Briefly, let's be fair. "World's richest persons" may sometimes end up saying the darndest things and behaving in reckless ways. If memory serves, Howard Hughes—another rich person—became a bit nutty himself.
Reportedly, it can happen! That said, consider this:
Along the way, Chait cited a report we'd never read or perused. We have no idea what the ultimate truth might be, but here's what Chait reported:
The process by which Musk came to his conclusions does not inspire great confidence. His expertise lies mostly outside public policy. He arrived in Washington, D.C., and quickly set out to prove that he could identify at least $1 trillion in annual waste and fraud, a figure wildly out of scale with the conclusions of every serious expert. He claims to be working 120 hours a week, yet is posting on X at a manic pace, sending more than 3,000 tweets a month, at all hours of the night. Musk has acknowledged that he has a prescription for ketamine, a drug that can cause unpredictable behavior if abused. Last year, The Wall Street Journal reported that people close to Musk worry that his recreational drug use—including “LSD, cocaine, ecstasy and psychedelic mushrooms,” according to the article—was driving his erratic behavior and could adversely affect his businesses. (His attorney accused the Journal of printing “false facts,” and told the paper that Musk is “regularly and randomly drug tested at SpaceX and has never failed a test.”)
Unless we're mistaken, Musk had originally said or seemed to say that he could wring at last two trillion dollars out of the annual budget. That claim even more out of touch with basic reality than was the claim Chait cited.
That said, there it sat—a citation of Musk's manic behavior, linked up with that report in the Wall Street Journal.
We repeat! The report (from January 2024) appeared in the Wall Street Journal, not in some Blue American vessel. The report was long and quite detailed. Dual headline included, this is the way it began:
Musk Has Used Illegal Drugs, Worrying Leaders at Tesla and SpaceX
Some executives and board members fear the billionaire’s use of drugs—including LSD, cocaine, ecstasy, mushrooms and ketamine—could harm his companies
Elon Musk and his supporters offer several explanations for his contrarian views, unfiltered speech and provocative antics. They’re an expression of his creativity. Or the result of his mental-health challenges. Or fallout from his stress, or sleep deprivation.

MATERIAL PROVIDED:
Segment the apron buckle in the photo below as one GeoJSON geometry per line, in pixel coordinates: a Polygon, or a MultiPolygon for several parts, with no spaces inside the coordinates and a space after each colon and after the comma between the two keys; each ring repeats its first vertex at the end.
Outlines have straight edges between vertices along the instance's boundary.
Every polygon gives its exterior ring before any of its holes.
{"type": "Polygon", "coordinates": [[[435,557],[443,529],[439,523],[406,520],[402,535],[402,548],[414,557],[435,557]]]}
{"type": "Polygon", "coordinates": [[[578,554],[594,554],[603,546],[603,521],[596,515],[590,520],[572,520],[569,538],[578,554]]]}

DIRECTIONS:
**a.** Copy from the commentary on Musk the stretch from "We repeat! The" through "or sleep deprivation.".
**b.** According to the commentary on Musk, when did the Wall Street Journal report come out?
These rows have nothing to do with the commentary on Musk.

OUTPUTS FOR THE TASKS:
**a.**
We repeat! The report (from January 2024) appeared in the Wall Street Journal, not in some Blue American vessel. The report was long and quite detailed. Dual headline included, this is the way it began:
Musk Has Used Illegal Drugs, Worrying Leaders at Tesla and SpaceX
Some executives and board members fear the billionaire’s use of drugs—including LSD, cocaine, ecstasy, mushrooms and ketamine—could harm his companies
Elon Musk and his supporters offer several explanations for his contrarian views, unfiltered speech and provocative antics. They’re an expression of his creativity. Or the result of his mental-health challenges. Or fallout from his stress, or sleep deprivation.

**b.** January 2024